**EXERCISE OBJECTIVE:** Copy the material below word for word, with nothing changed.

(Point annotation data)
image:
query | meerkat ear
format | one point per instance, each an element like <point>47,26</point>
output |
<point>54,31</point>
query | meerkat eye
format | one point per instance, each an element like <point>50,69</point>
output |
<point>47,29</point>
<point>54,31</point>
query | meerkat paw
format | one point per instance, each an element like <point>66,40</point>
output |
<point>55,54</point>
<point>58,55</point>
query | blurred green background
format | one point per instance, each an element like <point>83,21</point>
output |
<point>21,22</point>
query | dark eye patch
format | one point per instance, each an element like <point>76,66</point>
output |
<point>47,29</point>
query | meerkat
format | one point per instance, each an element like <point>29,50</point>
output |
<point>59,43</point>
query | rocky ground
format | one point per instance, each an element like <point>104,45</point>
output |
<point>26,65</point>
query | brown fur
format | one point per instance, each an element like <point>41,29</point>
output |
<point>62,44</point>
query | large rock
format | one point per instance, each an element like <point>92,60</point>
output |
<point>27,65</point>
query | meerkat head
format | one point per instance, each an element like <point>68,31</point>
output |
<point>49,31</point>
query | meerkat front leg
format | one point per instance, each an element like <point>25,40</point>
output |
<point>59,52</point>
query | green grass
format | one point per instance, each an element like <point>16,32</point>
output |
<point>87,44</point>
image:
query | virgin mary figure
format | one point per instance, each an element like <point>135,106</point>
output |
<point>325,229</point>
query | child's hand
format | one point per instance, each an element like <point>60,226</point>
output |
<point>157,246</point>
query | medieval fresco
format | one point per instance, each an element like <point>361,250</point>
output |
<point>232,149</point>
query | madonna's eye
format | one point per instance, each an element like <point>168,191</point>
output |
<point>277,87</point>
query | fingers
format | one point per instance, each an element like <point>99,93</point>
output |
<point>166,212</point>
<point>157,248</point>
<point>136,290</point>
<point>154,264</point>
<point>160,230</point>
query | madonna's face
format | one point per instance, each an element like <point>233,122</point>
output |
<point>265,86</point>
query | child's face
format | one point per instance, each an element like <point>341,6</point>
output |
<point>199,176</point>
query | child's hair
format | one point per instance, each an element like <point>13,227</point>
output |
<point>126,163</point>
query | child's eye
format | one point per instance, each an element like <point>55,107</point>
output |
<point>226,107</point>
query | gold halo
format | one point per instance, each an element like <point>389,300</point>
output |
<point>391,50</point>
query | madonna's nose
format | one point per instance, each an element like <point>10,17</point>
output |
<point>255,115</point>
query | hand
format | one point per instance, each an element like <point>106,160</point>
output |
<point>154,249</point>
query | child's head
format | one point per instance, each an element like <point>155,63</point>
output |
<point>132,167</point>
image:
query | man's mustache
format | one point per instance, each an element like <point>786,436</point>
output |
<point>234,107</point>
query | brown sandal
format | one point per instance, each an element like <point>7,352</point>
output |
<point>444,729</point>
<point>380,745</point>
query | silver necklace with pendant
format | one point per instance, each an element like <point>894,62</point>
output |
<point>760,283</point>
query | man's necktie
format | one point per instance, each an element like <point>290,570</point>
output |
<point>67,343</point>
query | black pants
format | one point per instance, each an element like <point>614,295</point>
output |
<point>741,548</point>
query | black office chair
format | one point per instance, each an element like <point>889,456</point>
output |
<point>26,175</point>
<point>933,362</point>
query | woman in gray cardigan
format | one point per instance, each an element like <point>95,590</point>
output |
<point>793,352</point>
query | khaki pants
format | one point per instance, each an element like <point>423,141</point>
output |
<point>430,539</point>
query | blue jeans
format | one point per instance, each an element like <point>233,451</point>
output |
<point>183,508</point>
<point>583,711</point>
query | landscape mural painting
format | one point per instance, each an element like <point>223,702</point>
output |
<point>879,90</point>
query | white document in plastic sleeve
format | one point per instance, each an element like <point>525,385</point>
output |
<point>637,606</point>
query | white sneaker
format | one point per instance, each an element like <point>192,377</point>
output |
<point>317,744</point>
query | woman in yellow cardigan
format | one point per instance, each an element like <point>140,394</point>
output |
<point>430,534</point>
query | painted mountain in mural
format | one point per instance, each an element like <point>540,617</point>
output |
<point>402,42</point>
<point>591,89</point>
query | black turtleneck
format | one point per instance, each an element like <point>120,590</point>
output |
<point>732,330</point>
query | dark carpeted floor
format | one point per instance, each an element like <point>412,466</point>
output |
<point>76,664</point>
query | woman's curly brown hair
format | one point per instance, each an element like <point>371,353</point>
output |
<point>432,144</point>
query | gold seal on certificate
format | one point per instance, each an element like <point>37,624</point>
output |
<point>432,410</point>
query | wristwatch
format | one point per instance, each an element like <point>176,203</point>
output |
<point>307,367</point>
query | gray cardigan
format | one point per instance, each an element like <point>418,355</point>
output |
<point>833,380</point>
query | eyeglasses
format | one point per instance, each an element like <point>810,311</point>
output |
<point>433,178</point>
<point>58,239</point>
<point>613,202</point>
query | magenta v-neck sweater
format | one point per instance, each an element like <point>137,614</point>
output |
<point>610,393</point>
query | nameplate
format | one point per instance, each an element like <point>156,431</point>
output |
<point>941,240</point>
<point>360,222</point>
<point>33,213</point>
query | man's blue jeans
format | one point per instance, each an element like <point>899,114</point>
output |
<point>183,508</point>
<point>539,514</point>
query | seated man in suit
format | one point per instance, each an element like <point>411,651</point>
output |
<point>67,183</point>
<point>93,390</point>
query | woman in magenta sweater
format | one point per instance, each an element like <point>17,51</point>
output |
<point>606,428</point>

**RESULT FOR THIS TASK:**
image:
query | meerkat ear
format | one point per instance, each an element like <point>47,26</point>
output |
<point>54,31</point>
query | meerkat eye
format | one point per instance, each an element like <point>50,69</point>
output |
<point>47,29</point>
<point>54,31</point>
query | meerkat paw
format | one point per instance, each an element like <point>66,40</point>
output |
<point>55,54</point>
<point>58,55</point>
query | blurred green background
format | one point per instance, each an element like <point>83,21</point>
output |
<point>21,22</point>
query | dark eye patch
format | one point per instance, each an element like <point>76,66</point>
output |
<point>47,29</point>
query | meerkat
format | one point per instance, each an element like <point>29,50</point>
output |
<point>59,43</point>
query | rocky ground
format | one point per instance, each an element like <point>104,45</point>
output |
<point>26,65</point>
query | brown fur
format | one point per instance, each an element like <point>41,29</point>
output |
<point>62,44</point>
query | large rock
format | one point per instance, each an element like <point>92,60</point>
output |
<point>27,65</point>
query | meerkat head
format | one point per instance, each an element like <point>68,31</point>
output |
<point>49,31</point>
query | meerkat front leg
format | one point per instance, each an element like <point>25,40</point>
output |
<point>59,52</point>
query | green grass
format | one point per instance, each an element like <point>16,32</point>
output |
<point>87,44</point>
image:
query | virgin mary figure
format | one point per instance, each an element like <point>135,106</point>
output |
<point>325,229</point>
query | child's hand
format | one point per instance, each an element like <point>60,226</point>
output |
<point>157,246</point>
query | medieval fresco
format | one point per instance, each an element like <point>361,250</point>
output |
<point>232,149</point>
query | madonna's eye
format | one point per instance, each an element like <point>168,191</point>
output |
<point>277,87</point>
query | fingers
format | one point per instance, each an element like <point>99,93</point>
output |
<point>166,212</point>
<point>157,248</point>
<point>136,290</point>
<point>154,264</point>
<point>160,230</point>
query | madonna's face
format | one point per instance, each an element like <point>233,122</point>
output |
<point>265,86</point>
query | child's face
format | one point per instance, each an element like <point>341,6</point>
output |
<point>199,176</point>
query | child's hair
format | one point per instance, each an element like <point>13,227</point>
output |
<point>126,163</point>
query | child's eye
format | one point per instance, each an element like <point>55,107</point>
output |
<point>226,107</point>
query | gold halo
format | one point per instance, each an element like <point>389,300</point>
output |
<point>391,50</point>
query | madonna's nose
format | one point per instance, each an element like <point>10,17</point>
output |
<point>255,115</point>
query | hand
format | one point per instance, each an element like <point>106,160</point>
output |
<point>154,249</point>
query | child's head
format | one point per instance, each an element like <point>155,63</point>
output |
<point>132,167</point>
image:
query | man's mustache
format | one point per instance, each an element like <point>786,436</point>
output |
<point>234,107</point>
query | brown sandal
format | one point per instance, each an element like <point>7,352</point>
output |
<point>444,729</point>
<point>380,745</point>
query | silver necklace with pendant
format | one point per instance, each an element like <point>894,62</point>
output |
<point>760,283</point>
query | man's necktie
format | one point per instance, each an element like <point>290,570</point>
output |
<point>67,343</point>
query | black pants
format | one point per instance, each an element like <point>614,295</point>
output |
<point>741,548</point>
query | black office chair
format | one point per instance, each an element like <point>889,456</point>
output |
<point>26,175</point>
<point>933,362</point>
query | woman in gray cardigan
format | one point per instance, each an element like <point>95,590</point>
output |
<point>793,352</point>
query | khaki pants
format | one point per instance, each an element like <point>423,141</point>
output |
<point>430,539</point>
query | blue jeans
format | one point per instance, each an element like <point>233,451</point>
output |
<point>183,508</point>
<point>583,711</point>
query | landscape mural painting
format | one point per instance, each an element like <point>223,702</point>
output |
<point>879,90</point>
query | white document in plastic sleeve
format | one point per instance, each an element like <point>525,385</point>
output |
<point>637,606</point>
query | white sneaker
format | one point per instance, each an element like <point>192,377</point>
output |
<point>317,744</point>
query | woman in yellow cardigan
format | one point per instance, each an element like <point>140,394</point>
output |
<point>430,534</point>
query | painted mountain in mural
format | one point per instance, each an element like <point>540,617</point>
output |
<point>402,42</point>
<point>591,89</point>
query | black turtleneck
format | one point per instance, each an element like <point>120,590</point>
output |
<point>732,330</point>
query | dark carpeted floor
format | one point per instance, each an element like <point>412,466</point>
output |
<point>76,664</point>
query | woman's curly brown hair
format | one point per instance, each an element like <point>371,353</point>
output |
<point>432,144</point>
query | gold seal on certificate
format | one point per instance, each an element like <point>37,624</point>
output |
<point>432,410</point>
query | wristwatch
format | one point per instance, each an element like <point>176,203</point>
output |
<point>307,367</point>
query | gray cardigan
format | one point per instance, each an element like <point>418,355</point>
output |
<point>833,380</point>
query | eyeglasses
format | one point per instance, each an element like <point>810,311</point>
output |
<point>433,178</point>
<point>58,239</point>
<point>613,202</point>
query | magenta v-neck sweater
format | one point per instance, each an element like <point>137,614</point>
output |
<point>610,393</point>
query | nameplate
format | one point per instance, each an element like <point>156,431</point>
output |
<point>941,240</point>
<point>360,222</point>
<point>33,213</point>
query | man's blue jeans
format | one point per instance, each an element like <point>899,114</point>
output |
<point>183,508</point>
<point>539,514</point>
query | seated man in suit
format | one point per instance, each an element like <point>411,651</point>
output |
<point>67,183</point>
<point>93,390</point>
query | woman in magenta sweater
format | one point per instance, each an element like <point>17,51</point>
output |
<point>606,428</point>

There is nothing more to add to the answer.